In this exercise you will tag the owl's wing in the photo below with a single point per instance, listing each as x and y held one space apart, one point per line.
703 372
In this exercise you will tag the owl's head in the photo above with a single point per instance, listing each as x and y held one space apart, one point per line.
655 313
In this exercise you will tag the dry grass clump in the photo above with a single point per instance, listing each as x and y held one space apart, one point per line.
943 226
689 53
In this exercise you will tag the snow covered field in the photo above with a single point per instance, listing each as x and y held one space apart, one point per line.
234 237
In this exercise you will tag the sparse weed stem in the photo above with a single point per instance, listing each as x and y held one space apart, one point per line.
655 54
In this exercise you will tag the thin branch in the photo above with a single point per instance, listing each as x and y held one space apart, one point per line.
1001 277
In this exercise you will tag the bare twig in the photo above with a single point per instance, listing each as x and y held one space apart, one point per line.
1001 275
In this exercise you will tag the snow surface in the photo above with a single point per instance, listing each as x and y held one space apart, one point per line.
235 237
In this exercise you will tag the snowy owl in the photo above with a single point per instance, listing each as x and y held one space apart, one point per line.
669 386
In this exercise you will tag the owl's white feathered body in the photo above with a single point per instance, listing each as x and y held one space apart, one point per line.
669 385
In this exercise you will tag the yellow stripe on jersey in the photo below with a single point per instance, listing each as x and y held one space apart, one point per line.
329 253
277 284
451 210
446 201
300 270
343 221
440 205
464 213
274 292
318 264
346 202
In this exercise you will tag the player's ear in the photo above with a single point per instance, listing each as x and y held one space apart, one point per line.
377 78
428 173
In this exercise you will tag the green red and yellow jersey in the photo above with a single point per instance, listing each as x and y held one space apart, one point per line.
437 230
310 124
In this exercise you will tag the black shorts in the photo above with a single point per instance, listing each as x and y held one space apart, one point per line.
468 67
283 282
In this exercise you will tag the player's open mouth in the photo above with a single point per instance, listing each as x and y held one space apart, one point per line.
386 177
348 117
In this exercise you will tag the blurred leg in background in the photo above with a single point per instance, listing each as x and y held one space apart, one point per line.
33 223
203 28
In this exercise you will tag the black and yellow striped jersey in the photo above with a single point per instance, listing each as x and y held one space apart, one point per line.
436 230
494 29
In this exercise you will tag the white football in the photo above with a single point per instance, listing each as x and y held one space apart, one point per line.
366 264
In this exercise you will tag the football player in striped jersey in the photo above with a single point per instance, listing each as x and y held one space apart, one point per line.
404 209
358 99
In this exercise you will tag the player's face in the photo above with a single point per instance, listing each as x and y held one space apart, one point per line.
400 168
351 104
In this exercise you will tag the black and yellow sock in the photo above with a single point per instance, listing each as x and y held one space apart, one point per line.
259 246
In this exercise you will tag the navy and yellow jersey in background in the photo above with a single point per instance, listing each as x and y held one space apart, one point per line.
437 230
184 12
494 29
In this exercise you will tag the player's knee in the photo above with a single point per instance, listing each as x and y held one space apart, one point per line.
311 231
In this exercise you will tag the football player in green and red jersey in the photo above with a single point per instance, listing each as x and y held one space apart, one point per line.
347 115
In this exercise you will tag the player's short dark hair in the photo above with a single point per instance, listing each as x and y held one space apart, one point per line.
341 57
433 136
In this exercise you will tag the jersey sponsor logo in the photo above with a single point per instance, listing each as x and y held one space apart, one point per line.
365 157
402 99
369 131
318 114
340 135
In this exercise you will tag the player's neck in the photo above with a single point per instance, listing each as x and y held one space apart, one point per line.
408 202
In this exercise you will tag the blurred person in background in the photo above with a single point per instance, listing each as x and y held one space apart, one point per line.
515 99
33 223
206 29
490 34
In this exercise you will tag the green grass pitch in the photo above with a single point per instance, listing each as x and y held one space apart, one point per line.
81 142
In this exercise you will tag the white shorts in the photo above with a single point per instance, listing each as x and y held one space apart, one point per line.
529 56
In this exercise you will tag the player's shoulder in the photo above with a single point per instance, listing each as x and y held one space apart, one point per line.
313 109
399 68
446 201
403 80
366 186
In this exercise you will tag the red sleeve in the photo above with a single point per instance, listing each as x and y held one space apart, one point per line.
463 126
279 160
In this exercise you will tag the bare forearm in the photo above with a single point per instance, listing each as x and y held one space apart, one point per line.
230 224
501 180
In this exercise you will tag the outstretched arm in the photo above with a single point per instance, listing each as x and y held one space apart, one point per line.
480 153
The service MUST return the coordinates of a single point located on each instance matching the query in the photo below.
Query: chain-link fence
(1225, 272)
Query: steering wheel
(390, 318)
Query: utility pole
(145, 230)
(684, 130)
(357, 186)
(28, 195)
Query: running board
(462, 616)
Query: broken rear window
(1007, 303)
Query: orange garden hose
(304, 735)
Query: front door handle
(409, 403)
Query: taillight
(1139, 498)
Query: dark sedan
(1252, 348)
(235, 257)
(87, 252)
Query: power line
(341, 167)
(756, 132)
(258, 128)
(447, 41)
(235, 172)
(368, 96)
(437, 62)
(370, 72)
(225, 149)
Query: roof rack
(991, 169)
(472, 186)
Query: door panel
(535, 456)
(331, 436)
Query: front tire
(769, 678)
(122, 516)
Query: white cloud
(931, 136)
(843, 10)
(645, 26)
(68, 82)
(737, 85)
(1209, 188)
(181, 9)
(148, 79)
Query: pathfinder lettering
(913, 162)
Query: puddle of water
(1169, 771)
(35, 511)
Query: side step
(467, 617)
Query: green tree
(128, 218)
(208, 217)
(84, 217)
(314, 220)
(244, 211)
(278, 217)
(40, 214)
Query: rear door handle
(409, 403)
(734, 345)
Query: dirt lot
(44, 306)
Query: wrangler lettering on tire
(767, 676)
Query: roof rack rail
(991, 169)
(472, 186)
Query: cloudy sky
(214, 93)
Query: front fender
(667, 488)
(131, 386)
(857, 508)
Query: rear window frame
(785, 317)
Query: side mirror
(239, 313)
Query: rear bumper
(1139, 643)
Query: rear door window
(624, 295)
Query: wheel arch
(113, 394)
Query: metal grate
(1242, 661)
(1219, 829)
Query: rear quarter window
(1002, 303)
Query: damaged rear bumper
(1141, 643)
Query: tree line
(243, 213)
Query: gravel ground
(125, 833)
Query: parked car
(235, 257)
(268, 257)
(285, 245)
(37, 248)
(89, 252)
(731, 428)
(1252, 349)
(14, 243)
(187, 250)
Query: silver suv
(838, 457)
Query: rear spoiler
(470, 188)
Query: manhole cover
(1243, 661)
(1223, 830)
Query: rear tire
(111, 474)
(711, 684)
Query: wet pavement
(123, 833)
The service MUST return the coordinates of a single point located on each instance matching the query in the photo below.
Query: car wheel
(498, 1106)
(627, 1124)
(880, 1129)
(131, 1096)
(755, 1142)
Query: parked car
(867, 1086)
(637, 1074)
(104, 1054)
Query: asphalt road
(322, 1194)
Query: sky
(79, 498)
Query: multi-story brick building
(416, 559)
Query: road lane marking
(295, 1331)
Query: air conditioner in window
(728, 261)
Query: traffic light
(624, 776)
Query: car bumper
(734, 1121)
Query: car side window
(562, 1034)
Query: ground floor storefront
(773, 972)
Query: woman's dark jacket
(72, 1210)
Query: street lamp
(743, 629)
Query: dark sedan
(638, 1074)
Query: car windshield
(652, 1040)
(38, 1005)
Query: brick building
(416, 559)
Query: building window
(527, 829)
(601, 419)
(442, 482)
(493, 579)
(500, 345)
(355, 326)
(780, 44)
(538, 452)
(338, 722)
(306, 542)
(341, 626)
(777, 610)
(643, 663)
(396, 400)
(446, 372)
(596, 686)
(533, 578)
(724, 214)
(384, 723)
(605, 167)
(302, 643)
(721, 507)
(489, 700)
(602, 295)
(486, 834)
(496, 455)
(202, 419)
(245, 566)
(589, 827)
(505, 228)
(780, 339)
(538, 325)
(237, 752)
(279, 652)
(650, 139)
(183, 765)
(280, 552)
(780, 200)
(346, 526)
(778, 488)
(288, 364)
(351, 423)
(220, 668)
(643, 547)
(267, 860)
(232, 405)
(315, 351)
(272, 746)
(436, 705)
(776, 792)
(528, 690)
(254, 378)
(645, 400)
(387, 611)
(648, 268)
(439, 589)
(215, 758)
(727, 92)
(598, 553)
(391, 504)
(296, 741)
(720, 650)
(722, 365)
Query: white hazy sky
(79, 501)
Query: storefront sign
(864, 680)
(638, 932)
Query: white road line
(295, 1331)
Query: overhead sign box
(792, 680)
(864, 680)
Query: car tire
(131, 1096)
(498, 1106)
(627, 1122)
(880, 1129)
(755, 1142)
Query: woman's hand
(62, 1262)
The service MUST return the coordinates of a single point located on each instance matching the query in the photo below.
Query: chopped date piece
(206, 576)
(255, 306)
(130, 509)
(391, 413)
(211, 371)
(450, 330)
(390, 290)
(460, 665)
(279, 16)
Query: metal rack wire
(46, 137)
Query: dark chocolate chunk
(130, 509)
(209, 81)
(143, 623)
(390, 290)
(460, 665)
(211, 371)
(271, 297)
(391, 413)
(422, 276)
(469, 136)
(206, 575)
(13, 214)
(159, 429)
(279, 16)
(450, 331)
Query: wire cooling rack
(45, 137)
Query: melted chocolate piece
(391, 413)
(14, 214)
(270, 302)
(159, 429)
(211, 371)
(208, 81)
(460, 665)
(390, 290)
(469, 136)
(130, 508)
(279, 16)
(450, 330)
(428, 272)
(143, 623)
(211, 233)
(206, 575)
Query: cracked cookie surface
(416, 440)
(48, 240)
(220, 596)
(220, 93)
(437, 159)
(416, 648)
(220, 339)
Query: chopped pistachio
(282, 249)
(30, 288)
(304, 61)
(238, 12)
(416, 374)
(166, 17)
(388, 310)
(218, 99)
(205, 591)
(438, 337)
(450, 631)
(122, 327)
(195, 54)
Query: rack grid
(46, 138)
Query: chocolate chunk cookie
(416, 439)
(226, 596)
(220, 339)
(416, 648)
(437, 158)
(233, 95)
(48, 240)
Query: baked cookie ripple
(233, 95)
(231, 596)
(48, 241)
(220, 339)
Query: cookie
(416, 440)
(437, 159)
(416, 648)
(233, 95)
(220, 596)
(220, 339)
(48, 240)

::::::::

> Assigned task
Could you copy exactly the line containing "Query: chopped pistachio" and each line after it through the end of the records, and nothing else?

> Answer to this exercise
Query: chopped pistachio
(282, 249)
(30, 288)
(304, 61)
(238, 12)
(416, 374)
(166, 17)
(388, 310)
(218, 99)
(205, 591)
(438, 337)
(450, 631)
(122, 327)
(195, 54)
Query: rack grid
(46, 138)
Query: chocolate chunk cookie
(416, 439)
(226, 596)
(220, 339)
(416, 648)
(437, 158)
(233, 95)
(48, 240)
Query: baked cookie ripple
(233, 95)
(231, 596)
(48, 241)
(220, 339)
Query: cookie
(416, 440)
(437, 159)
(416, 648)
(233, 95)
(220, 596)
(220, 339)
(48, 240)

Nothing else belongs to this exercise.